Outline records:
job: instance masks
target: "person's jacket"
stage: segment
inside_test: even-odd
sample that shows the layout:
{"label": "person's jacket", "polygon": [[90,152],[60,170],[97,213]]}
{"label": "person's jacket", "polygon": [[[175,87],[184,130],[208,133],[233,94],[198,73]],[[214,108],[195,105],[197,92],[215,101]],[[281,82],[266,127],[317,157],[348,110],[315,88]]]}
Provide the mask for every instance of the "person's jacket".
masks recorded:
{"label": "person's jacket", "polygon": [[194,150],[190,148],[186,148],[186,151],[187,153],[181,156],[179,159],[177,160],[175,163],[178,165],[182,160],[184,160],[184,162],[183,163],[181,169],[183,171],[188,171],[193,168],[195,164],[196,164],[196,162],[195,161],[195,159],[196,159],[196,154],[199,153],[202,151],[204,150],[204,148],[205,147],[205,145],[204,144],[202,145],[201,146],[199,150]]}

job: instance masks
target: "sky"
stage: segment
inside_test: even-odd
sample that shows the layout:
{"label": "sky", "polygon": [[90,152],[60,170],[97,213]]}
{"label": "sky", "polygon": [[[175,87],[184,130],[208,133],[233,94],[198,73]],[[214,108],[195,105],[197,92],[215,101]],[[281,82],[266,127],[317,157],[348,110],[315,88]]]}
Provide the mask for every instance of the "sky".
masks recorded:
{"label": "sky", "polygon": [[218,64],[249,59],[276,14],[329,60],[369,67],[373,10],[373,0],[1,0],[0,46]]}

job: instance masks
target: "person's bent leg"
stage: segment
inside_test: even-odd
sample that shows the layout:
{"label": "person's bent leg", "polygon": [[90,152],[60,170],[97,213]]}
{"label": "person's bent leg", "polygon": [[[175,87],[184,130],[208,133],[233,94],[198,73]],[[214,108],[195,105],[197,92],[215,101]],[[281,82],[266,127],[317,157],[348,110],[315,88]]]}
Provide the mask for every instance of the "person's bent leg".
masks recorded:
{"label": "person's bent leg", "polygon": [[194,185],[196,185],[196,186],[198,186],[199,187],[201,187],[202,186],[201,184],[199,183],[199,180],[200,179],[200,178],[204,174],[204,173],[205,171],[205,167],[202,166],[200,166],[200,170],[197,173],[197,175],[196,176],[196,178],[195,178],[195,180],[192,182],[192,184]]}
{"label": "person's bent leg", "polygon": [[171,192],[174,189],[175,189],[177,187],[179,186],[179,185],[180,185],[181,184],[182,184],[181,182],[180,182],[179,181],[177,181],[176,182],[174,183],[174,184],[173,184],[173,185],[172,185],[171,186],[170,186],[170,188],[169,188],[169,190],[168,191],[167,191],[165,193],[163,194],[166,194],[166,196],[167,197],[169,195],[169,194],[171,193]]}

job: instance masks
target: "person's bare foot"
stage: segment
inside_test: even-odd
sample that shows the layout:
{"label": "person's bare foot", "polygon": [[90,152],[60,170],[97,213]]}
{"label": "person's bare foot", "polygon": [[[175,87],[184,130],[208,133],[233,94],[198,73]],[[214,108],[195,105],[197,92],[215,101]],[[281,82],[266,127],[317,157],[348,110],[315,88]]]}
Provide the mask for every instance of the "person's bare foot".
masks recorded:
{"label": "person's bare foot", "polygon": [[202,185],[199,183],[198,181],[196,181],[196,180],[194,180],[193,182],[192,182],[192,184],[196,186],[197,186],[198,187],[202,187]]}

▸ **EXERCISE AIM**: Return each line of the data above that contains the string "every", treating uppercase and lowercase as different.

▸ **RESPONSE TO THE TASK**:
Provide the mask for every instance of the "person's jacket".
Provide the mask for every instance of the "sky".
Provide the mask for every instance of the "person's bent leg".
Provide the mask for every instance of the "person's bare foot".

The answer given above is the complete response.